State how many lines of the material below contain the string "target", giving only the number.

———

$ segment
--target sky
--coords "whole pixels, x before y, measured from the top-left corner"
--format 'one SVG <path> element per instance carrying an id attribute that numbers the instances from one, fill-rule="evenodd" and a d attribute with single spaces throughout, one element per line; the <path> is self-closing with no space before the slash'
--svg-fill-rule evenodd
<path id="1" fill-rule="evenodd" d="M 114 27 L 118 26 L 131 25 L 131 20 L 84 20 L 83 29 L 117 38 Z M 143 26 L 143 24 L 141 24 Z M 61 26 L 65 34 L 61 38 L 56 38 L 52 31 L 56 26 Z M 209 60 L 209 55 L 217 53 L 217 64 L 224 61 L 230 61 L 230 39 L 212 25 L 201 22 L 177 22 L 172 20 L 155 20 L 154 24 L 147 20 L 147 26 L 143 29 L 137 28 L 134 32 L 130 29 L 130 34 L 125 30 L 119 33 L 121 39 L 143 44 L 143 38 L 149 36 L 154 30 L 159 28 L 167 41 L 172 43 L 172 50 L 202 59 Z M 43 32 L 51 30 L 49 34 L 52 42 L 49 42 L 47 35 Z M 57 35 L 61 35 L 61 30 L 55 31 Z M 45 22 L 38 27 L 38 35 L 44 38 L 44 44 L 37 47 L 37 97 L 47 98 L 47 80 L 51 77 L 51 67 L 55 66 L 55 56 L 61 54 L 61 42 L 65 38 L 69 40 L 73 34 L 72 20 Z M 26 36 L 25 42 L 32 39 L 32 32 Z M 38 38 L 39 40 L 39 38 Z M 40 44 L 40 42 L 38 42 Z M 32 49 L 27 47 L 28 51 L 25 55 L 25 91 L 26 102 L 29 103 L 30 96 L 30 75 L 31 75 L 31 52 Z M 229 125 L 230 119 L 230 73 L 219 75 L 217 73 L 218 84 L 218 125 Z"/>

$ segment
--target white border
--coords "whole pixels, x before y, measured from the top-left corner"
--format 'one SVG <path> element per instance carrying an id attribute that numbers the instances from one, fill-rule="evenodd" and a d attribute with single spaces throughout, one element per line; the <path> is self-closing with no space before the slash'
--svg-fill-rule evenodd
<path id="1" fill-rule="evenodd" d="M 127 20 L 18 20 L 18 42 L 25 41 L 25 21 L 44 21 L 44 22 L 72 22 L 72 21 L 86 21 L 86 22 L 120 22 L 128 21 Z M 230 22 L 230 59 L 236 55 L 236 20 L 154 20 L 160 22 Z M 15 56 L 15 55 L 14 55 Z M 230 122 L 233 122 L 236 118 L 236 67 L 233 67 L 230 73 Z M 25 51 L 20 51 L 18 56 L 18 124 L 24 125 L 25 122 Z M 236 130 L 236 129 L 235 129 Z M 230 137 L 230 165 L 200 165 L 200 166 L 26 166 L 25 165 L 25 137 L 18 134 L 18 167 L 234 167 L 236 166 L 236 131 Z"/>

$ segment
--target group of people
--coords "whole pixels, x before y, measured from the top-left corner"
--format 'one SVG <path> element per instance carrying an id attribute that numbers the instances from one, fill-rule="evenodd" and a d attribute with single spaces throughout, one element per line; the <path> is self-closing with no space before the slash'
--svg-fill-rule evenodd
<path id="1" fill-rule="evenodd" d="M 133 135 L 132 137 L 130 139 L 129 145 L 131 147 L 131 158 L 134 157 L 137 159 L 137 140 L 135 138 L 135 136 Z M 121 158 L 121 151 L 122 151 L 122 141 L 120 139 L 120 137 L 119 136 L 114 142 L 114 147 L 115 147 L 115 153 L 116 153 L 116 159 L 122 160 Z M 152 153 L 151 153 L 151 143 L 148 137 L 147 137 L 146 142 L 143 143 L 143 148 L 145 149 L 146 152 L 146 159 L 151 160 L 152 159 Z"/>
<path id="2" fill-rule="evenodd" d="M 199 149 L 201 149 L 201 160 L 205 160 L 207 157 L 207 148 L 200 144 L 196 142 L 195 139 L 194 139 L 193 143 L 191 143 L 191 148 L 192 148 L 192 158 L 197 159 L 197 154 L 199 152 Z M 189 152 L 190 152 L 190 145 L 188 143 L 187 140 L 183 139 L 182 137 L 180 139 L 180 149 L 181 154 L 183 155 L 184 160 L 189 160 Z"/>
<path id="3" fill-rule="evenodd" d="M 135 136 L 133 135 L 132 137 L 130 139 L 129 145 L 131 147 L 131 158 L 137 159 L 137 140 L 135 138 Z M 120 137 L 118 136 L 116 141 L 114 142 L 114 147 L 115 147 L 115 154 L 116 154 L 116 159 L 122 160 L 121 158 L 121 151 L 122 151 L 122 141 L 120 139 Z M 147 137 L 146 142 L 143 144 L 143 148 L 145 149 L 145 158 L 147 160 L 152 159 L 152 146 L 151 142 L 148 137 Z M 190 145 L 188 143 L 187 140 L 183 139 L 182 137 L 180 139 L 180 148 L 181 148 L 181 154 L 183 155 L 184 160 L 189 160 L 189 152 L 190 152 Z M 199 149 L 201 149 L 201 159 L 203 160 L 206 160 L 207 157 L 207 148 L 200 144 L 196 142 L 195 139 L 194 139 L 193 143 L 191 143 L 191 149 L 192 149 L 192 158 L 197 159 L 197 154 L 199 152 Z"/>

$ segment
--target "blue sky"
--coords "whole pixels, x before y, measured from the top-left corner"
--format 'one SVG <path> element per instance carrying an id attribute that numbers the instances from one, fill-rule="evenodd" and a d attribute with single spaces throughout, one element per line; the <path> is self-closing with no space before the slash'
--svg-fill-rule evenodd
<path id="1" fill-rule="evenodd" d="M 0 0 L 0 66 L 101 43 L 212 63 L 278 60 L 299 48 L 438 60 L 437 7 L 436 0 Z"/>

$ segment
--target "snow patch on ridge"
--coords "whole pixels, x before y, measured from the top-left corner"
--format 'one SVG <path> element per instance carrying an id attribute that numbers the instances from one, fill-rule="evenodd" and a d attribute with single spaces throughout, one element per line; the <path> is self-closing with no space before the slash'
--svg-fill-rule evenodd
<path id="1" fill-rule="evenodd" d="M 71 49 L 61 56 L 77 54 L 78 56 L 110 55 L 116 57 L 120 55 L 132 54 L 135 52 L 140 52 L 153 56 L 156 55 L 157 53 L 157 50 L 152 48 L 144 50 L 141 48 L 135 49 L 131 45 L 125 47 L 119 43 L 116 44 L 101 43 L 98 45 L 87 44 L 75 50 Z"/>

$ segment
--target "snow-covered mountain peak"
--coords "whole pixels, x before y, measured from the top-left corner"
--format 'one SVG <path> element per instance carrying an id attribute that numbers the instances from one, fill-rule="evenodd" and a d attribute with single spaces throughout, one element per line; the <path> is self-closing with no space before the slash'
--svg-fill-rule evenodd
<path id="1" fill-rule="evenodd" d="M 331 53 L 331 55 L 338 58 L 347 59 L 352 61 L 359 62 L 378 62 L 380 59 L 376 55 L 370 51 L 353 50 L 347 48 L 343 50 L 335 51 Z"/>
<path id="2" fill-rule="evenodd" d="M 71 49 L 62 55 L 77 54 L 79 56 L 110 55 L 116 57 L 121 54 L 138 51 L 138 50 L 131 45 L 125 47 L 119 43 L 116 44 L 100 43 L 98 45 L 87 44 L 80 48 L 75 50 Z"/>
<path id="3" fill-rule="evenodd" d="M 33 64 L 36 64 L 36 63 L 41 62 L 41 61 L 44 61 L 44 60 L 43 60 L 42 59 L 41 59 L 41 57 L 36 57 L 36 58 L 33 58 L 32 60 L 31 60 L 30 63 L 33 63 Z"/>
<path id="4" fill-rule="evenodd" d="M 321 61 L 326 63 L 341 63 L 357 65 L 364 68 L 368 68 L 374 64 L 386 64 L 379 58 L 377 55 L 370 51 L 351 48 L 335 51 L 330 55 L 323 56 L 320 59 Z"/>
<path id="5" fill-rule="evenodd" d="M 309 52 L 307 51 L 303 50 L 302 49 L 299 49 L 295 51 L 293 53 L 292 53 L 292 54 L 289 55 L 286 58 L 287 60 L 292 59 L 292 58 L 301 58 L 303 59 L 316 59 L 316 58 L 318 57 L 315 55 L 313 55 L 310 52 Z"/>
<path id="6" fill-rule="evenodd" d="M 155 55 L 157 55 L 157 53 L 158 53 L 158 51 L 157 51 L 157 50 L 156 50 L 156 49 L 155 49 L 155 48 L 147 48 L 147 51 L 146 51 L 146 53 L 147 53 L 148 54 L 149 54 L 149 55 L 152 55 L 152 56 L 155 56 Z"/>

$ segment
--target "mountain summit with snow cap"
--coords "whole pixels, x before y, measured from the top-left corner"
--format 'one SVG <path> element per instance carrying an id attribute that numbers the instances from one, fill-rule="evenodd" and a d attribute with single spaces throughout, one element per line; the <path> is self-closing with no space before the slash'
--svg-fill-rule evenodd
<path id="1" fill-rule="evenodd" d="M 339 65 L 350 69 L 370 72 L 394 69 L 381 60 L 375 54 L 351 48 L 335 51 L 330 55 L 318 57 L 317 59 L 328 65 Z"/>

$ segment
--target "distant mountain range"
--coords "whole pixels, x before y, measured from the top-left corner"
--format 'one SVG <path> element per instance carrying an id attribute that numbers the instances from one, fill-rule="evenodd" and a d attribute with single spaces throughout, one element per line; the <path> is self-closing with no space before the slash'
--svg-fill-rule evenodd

———

**Task response**
8